-- Exercise goal --
Count the lines in the material below that contain the string "hood". Case matters, and the reply should be the number alone.

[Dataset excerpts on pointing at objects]
####################

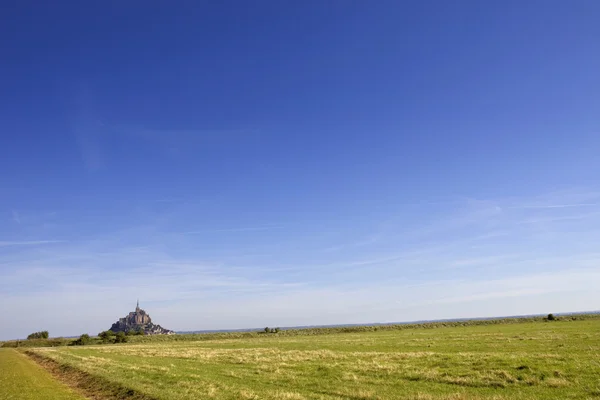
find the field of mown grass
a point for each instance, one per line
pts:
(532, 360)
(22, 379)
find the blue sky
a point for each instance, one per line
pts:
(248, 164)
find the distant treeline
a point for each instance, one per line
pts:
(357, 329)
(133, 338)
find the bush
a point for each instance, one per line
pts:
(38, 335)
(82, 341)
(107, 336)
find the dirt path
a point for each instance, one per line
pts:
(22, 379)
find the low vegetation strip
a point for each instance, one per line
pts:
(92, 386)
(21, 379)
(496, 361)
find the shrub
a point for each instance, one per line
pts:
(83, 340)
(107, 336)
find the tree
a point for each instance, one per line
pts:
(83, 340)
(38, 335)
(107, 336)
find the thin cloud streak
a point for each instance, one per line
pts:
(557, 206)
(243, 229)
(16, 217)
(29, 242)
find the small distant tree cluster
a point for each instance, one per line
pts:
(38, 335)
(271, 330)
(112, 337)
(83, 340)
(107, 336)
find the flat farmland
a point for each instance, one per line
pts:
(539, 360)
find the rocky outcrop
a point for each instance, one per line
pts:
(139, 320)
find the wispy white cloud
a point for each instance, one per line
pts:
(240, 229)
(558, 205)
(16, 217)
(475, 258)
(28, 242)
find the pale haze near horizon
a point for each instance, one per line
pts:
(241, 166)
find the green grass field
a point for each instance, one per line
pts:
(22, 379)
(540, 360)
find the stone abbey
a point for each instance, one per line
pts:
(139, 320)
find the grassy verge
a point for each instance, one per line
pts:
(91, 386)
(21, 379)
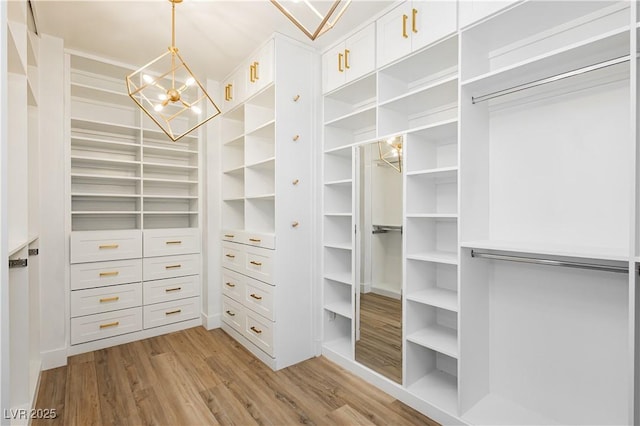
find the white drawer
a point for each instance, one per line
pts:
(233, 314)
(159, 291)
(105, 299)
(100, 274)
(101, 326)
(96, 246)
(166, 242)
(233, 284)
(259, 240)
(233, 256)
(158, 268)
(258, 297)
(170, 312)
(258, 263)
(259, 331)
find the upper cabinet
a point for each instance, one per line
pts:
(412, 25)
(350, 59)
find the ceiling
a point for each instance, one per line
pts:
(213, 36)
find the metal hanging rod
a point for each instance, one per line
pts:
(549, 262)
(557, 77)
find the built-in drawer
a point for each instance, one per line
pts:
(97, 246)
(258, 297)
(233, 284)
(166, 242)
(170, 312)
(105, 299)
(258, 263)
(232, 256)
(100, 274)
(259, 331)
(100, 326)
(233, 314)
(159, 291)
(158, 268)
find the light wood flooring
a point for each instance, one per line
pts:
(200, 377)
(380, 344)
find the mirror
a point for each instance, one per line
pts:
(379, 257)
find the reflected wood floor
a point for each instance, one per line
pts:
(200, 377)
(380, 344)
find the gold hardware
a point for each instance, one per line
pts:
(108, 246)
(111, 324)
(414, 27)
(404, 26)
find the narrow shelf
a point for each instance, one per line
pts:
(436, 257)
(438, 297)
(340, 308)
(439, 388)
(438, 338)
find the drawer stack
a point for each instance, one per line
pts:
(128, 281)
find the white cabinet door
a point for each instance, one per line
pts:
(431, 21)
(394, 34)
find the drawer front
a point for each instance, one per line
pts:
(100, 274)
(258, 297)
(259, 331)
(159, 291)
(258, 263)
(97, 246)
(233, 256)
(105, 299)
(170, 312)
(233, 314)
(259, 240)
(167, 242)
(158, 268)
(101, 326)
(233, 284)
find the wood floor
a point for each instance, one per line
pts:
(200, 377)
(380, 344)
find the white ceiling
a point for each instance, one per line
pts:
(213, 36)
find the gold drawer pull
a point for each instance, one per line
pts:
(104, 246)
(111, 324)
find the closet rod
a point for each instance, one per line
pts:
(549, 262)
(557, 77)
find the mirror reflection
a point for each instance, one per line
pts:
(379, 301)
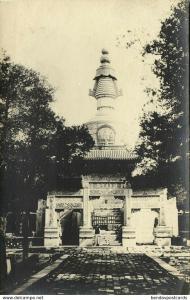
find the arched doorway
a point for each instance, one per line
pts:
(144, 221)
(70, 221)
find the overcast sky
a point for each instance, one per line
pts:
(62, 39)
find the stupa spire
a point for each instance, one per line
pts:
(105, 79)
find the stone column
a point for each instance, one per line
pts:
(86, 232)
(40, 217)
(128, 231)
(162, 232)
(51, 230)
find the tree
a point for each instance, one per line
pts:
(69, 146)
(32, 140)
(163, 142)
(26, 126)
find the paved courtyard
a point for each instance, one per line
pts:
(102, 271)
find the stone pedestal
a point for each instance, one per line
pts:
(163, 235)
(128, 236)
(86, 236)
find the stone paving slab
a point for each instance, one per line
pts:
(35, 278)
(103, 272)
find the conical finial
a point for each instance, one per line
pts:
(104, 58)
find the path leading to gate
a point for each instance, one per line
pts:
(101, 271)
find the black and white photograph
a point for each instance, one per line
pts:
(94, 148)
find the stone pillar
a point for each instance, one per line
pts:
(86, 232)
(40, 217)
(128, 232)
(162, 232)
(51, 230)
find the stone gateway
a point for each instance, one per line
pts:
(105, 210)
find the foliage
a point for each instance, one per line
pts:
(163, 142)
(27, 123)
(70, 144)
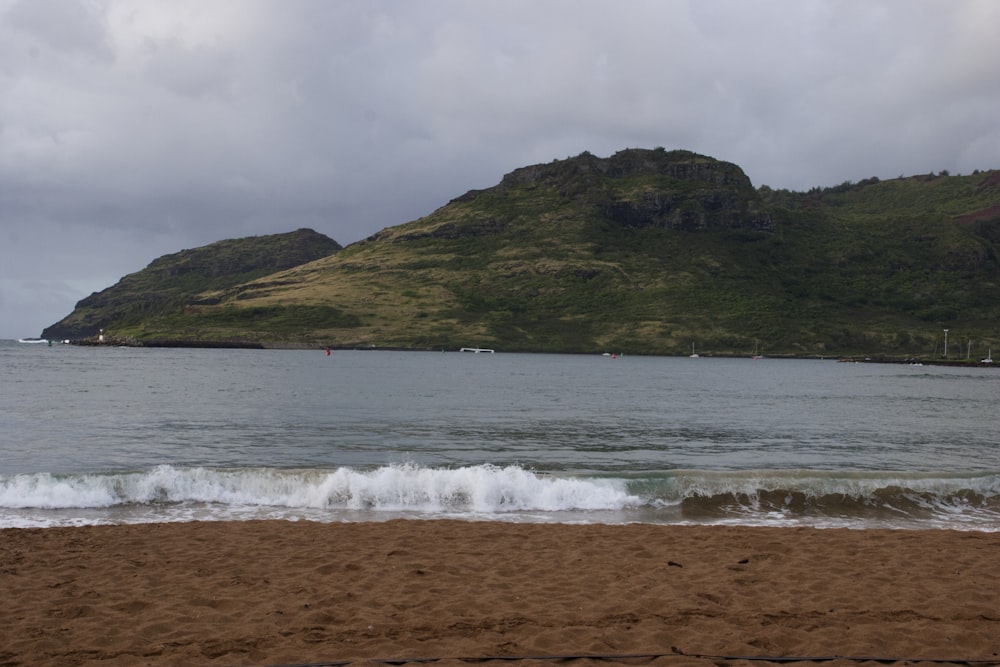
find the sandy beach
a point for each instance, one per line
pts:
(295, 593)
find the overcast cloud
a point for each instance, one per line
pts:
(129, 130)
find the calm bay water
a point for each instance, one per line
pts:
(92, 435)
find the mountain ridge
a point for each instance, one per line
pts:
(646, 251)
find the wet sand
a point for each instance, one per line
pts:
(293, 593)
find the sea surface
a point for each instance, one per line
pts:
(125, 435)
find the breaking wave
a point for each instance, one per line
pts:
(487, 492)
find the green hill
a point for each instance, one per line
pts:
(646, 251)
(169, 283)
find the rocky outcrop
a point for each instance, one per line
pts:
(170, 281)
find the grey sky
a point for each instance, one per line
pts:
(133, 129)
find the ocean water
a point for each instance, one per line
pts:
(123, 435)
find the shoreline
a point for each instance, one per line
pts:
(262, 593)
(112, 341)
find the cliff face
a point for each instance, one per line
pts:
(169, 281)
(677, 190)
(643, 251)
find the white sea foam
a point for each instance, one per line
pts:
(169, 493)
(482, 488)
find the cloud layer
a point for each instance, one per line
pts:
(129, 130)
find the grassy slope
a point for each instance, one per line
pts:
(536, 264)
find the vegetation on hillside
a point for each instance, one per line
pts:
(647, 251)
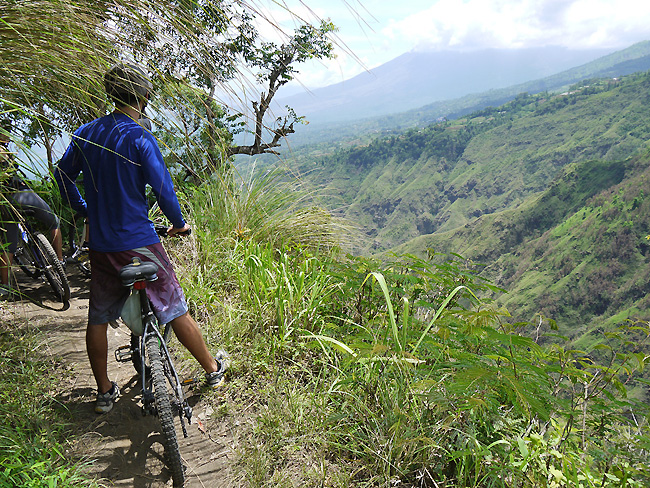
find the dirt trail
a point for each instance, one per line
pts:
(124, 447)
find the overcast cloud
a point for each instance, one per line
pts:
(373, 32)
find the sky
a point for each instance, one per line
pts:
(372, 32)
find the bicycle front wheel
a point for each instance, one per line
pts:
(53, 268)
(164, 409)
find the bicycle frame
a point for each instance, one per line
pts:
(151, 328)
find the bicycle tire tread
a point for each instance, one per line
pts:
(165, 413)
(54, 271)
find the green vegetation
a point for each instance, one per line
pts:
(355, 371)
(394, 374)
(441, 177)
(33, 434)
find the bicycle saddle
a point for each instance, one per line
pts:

####################

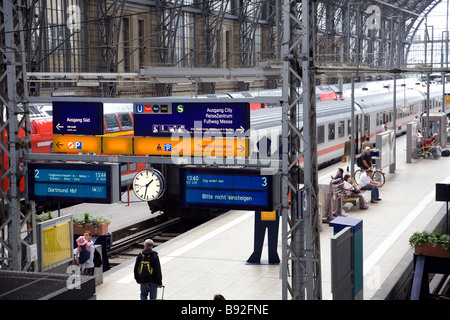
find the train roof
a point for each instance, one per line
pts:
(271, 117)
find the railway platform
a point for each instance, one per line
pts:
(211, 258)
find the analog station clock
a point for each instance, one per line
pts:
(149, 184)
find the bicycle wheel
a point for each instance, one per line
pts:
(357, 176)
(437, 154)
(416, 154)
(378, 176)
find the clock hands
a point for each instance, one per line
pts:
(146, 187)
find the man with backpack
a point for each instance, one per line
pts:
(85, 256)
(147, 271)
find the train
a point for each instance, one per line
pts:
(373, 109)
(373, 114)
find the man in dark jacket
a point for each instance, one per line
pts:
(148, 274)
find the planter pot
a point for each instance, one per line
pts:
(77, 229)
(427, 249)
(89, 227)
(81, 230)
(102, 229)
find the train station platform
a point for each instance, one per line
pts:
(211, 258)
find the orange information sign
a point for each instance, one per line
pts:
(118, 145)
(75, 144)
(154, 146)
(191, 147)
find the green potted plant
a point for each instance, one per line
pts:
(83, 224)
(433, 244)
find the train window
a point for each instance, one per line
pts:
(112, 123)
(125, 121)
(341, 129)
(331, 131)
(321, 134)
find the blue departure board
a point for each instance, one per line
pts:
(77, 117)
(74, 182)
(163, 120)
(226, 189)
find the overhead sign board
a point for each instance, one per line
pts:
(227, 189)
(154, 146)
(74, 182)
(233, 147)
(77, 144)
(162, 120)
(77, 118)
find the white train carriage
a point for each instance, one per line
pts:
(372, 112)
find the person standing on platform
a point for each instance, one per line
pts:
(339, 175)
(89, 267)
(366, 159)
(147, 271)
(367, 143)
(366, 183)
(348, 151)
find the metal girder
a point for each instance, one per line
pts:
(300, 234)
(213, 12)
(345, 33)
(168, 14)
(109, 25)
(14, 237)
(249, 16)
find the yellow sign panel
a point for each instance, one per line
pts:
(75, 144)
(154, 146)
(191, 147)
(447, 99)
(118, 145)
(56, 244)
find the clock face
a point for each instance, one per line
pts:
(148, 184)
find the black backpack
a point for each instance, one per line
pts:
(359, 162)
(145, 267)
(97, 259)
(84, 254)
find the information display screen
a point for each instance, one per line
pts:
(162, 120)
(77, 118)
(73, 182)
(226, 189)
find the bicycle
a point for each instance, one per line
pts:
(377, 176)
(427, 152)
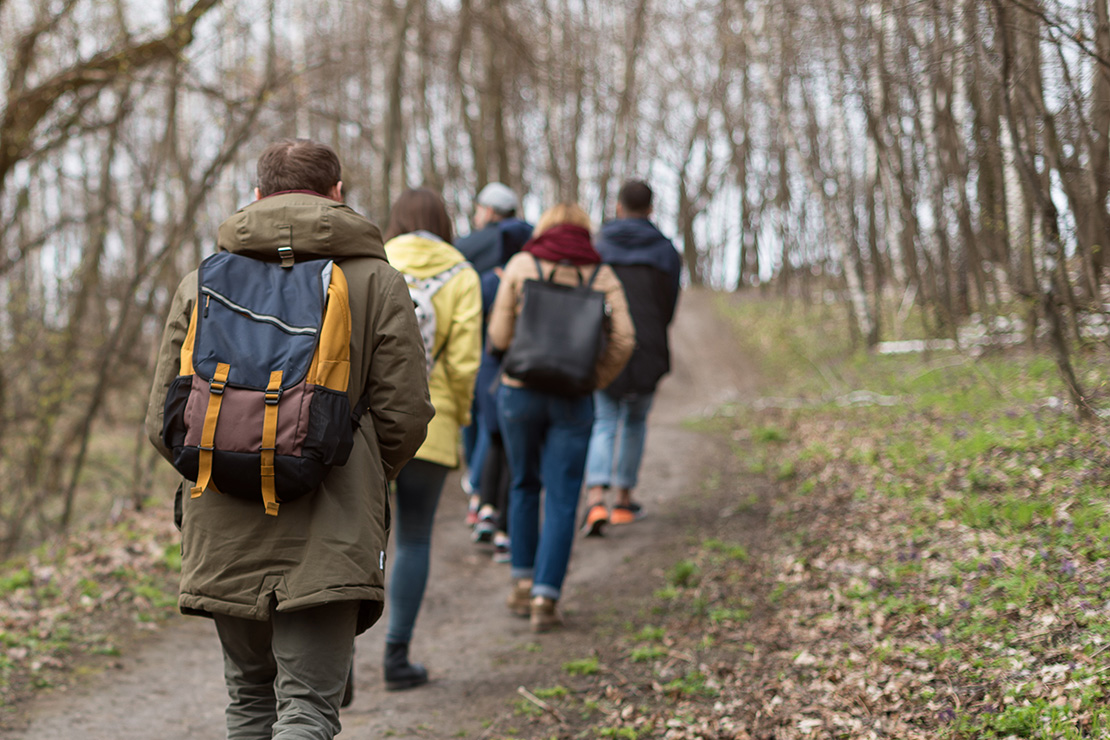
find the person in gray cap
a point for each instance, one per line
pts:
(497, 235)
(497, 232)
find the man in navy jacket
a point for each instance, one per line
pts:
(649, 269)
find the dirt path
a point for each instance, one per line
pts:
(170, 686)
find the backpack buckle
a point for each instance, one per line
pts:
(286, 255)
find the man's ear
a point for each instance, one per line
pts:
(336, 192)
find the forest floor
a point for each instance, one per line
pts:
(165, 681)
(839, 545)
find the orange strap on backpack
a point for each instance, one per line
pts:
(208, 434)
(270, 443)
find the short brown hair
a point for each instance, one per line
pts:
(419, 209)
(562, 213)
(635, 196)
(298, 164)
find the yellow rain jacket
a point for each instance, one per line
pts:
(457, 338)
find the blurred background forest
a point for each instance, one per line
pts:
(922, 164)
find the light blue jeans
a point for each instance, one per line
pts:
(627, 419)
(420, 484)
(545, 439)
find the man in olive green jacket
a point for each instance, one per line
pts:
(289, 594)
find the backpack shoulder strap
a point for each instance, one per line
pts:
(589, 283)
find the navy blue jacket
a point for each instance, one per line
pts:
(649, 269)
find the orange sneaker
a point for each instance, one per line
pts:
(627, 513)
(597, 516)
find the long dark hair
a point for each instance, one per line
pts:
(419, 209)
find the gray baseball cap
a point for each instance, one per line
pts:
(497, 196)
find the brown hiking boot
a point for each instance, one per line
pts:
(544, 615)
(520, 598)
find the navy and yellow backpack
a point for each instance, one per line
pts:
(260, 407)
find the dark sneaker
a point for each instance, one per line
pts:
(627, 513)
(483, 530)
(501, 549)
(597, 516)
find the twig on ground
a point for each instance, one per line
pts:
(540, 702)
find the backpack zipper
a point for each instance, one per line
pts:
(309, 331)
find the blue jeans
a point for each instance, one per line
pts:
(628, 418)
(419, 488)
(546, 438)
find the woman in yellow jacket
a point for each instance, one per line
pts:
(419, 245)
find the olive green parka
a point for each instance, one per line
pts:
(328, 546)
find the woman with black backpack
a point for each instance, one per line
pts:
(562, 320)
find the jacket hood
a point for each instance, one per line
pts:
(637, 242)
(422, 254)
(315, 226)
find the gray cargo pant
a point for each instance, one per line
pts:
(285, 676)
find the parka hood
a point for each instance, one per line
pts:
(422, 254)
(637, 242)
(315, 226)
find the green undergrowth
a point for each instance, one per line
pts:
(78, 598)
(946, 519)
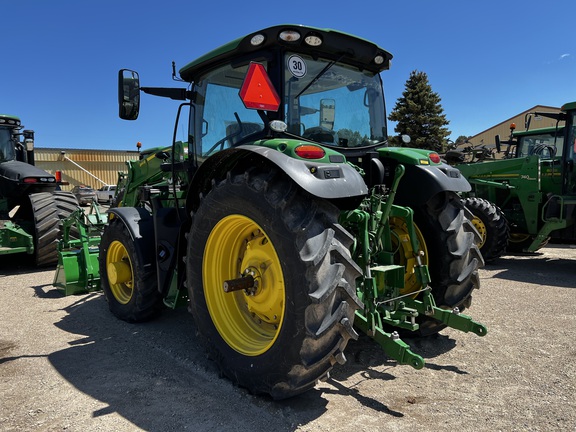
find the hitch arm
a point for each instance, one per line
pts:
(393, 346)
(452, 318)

####################

-- Full solution --
2